Work item:
If a record holds a picture, omit that picture and copy everything else exactly.

Material for this task:
::::::

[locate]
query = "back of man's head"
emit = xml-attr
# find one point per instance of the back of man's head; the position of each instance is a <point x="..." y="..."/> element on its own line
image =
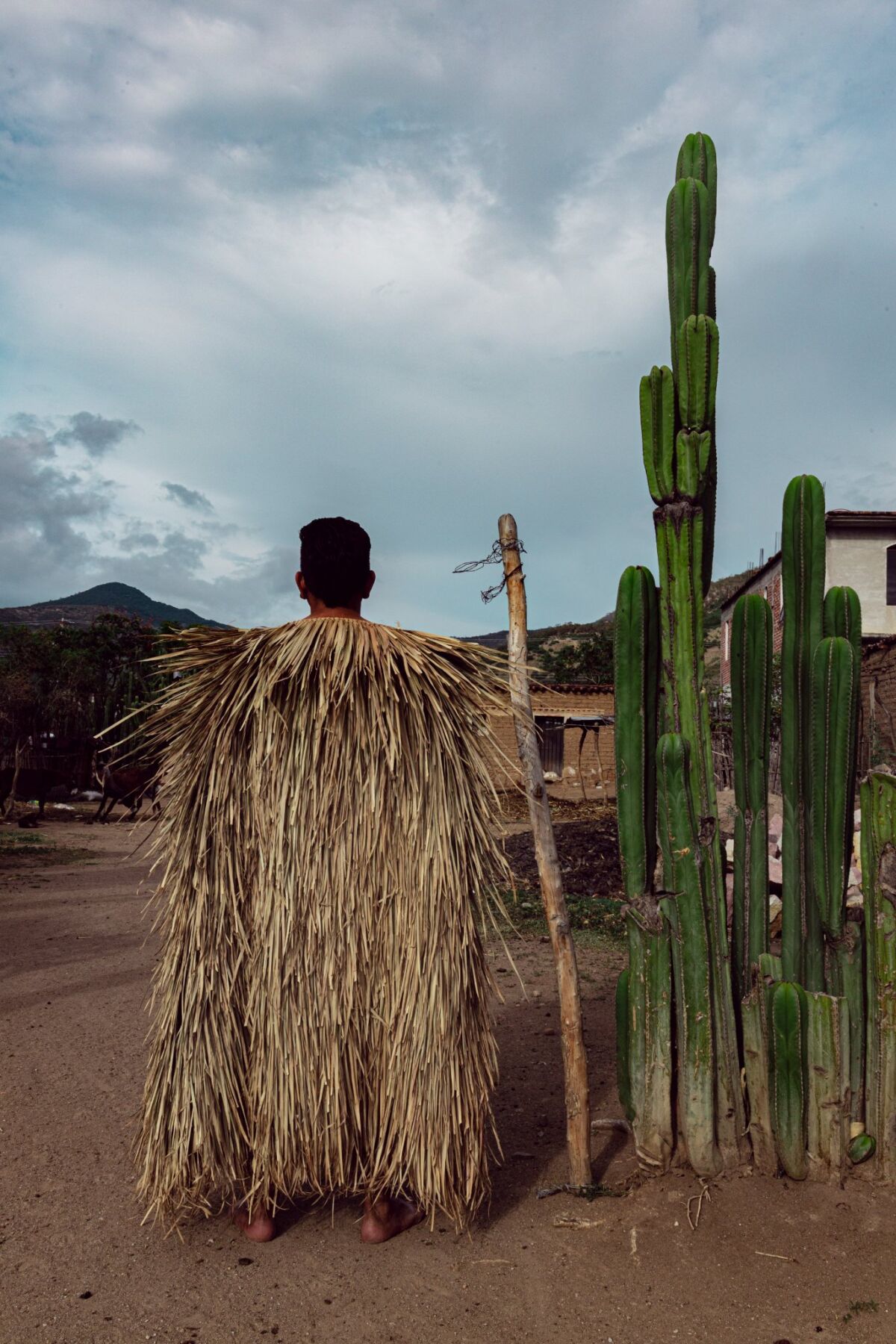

::::::

Response to this exercise:
[locate]
query = "back of man's head"
emit = xml-attr
# find one point per instance of the back of man's head; the position of each instance is a <point x="..." y="..."/> element on its own line
image =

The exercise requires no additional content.